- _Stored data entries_
== Segment start ==
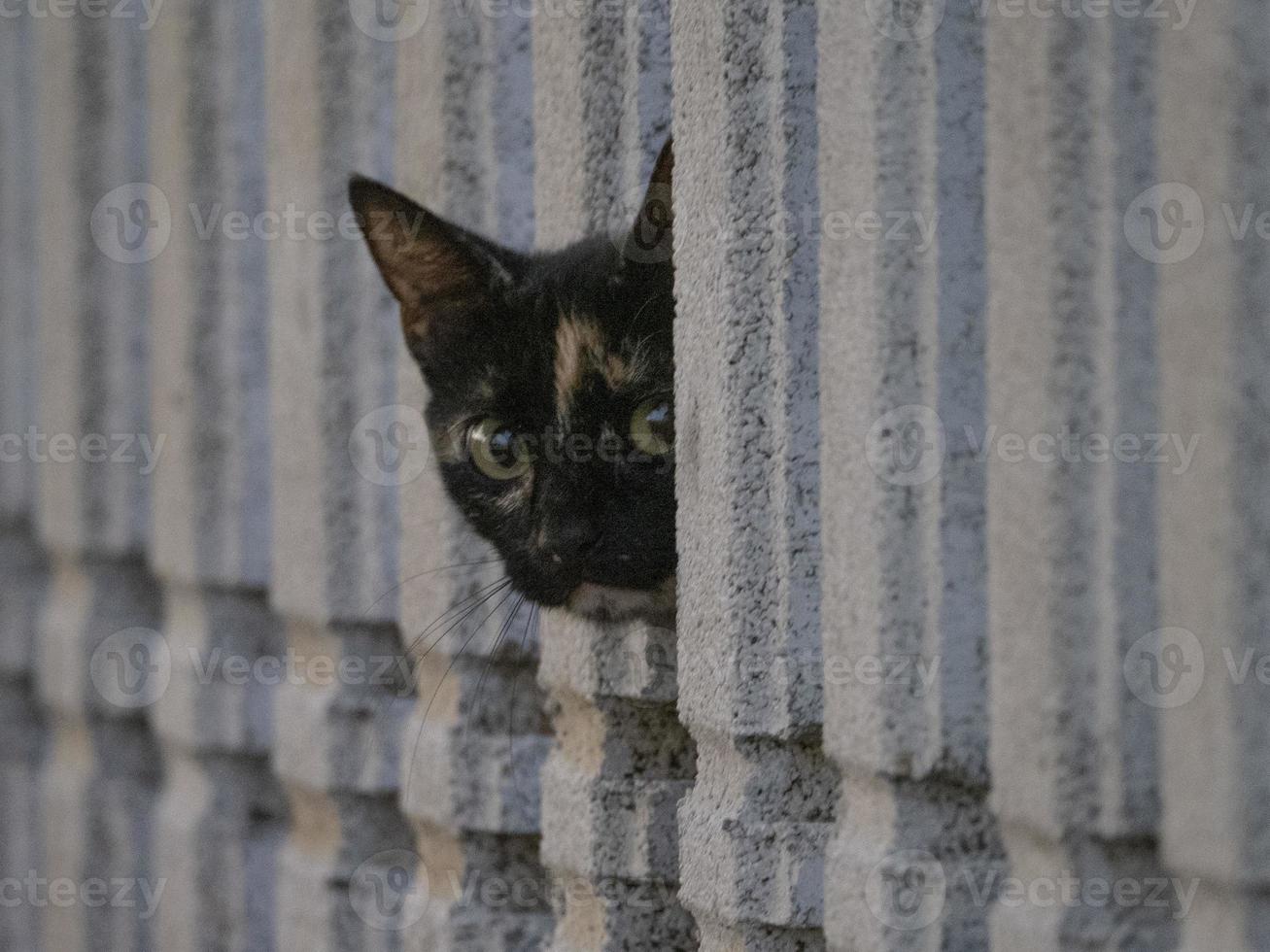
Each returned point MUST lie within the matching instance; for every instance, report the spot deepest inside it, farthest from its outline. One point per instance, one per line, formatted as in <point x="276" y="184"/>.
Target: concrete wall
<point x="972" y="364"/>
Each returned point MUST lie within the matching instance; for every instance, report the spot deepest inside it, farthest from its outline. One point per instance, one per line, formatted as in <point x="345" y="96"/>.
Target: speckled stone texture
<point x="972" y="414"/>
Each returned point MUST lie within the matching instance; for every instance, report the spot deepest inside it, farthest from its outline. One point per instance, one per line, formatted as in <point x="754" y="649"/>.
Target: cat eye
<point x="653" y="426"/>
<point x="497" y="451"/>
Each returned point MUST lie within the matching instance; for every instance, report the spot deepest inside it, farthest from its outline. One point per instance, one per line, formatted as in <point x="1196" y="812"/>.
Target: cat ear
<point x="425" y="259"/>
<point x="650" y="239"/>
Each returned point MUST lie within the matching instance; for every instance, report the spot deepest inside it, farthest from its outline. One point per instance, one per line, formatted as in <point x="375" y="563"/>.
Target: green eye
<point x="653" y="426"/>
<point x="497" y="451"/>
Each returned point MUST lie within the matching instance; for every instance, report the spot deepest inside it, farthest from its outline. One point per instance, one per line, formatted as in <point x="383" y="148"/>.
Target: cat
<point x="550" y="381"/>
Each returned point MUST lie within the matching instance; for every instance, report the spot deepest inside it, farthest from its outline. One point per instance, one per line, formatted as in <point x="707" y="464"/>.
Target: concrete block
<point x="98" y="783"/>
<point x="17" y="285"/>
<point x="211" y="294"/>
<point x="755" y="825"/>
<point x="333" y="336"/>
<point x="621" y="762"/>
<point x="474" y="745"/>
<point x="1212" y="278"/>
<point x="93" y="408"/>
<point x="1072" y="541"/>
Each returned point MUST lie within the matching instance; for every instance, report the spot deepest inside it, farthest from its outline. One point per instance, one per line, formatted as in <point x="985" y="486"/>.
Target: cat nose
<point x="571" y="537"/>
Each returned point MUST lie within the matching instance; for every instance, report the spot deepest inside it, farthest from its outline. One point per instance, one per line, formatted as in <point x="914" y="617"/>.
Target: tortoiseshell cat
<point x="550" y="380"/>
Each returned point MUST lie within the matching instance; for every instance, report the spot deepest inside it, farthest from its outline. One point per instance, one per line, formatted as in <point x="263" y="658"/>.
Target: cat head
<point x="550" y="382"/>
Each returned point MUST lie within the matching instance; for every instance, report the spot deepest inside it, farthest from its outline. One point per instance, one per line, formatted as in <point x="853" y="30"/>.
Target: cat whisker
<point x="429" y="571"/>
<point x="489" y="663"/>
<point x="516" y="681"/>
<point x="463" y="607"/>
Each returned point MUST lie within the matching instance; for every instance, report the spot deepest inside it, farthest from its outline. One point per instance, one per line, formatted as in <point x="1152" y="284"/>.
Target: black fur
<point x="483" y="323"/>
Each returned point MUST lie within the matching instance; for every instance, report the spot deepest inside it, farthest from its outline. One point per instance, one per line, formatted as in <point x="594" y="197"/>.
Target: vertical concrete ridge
== Segment end ==
- _EXERCISE OBJECTIVE_
Would you copy each line above exactly as given, dropping any images?

- _ANSWER SECTION_
Each returned point MUST lie within the matching instance; for every instance, report the spot deepest inside it, farthest from its outline. One point per instance, one per line, formatted as in <point x="276" y="184"/>.
Target: concrete wall
<point x="972" y="364"/>
Each returned point MUST lie within the matching instance; for every instance, report the spot deepest inside it, farthest from its outline. One point per instance, one per line, formatted as in <point x="345" y="96"/>.
Target: speckled stone texture
<point x="972" y="414"/>
Each returned point MUST lie within the matching instance; for every instance, report the spot deepest inside it, farthest from its outline. One point per instance, one per line, formatted as in <point x="754" y="649"/>.
Target: cat eye
<point x="653" y="426"/>
<point x="497" y="451"/>
Each returned point MUST lie within the matching instance; for every instance, report the spot deepest inside it, farthest from its outline. One point per instance, one per line, formatted as in <point x="1196" y="812"/>.
Target: cat ear
<point x="425" y="259"/>
<point x="650" y="239"/>
Each returned point MUST lie within the matching instance; for every instance, report the spot deepest inside it, farthest from its outline. One point per instance, one per line, formatted as in <point x="375" y="563"/>.
Target: green eye
<point x="653" y="426"/>
<point x="497" y="451"/>
Each returned point MUST lie within the matching instance; for every instance, report the spot deepest inside it, farthest from its outline. One point per instance, one per line, formatted as in <point x="383" y="148"/>.
Target: cat
<point x="550" y="381"/>
Each returned point MUST lie within the matching instance; for every instance, report the spot deepest inside it, farthest from its outline. One point per instance, one per line, formatted as in <point x="707" y="464"/>.
Target: concrete block
<point x="98" y="783"/>
<point x="17" y="285"/>
<point x="211" y="294"/>
<point x="755" y="825"/>
<point x="333" y="336"/>
<point x="621" y="762"/>
<point x="474" y="745"/>
<point x="1212" y="278"/>
<point x="93" y="408"/>
<point x="1072" y="541"/>
Each returned point MUST lie within the matching instance; for every instance, report the spot deepest inside it, farthest from its outline. One point per instance, one per line, formatted as in <point x="985" y="486"/>.
Target: cat nose
<point x="571" y="537"/>
Each returned point MUST lie within the matching instance; for every instance, report the spot deepest inside it, farthest from its outline. One point per instance, one per line, formatted as in <point x="914" y="617"/>.
Target: tortoiseshell cat
<point x="550" y="380"/>
Each returned point MUST lie within the matching instance; for every instance, report the spot deepest inside it, farthest from its outline. One point per instance, one per line, formatted as in <point x="263" y="658"/>.
Target: cat head
<point x="550" y="382"/>
Each returned point MUST lie within the matching instance; for every instance, report the spot deepest inside it, farthest from its outline. One point per instance, one per line, formatted as in <point x="853" y="30"/>.
Target: cat whisker
<point x="429" y="571"/>
<point x="489" y="663"/>
<point x="516" y="681"/>
<point x="463" y="607"/>
Each returned point MUST lie within the matching instance; for every instance, report the spot deepest inside it, farthest from its outline. One point per instance, one per line, formatted as in <point x="1152" y="284"/>.
Target: black fur
<point x="483" y="323"/>
Each returned point MUST lie within the matching instance; for every instance, report the spot deepest inside it, farthest from its outline. One point per instance, one per line, formatted as in <point x="594" y="197"/>.
Target: vertical concrete ridge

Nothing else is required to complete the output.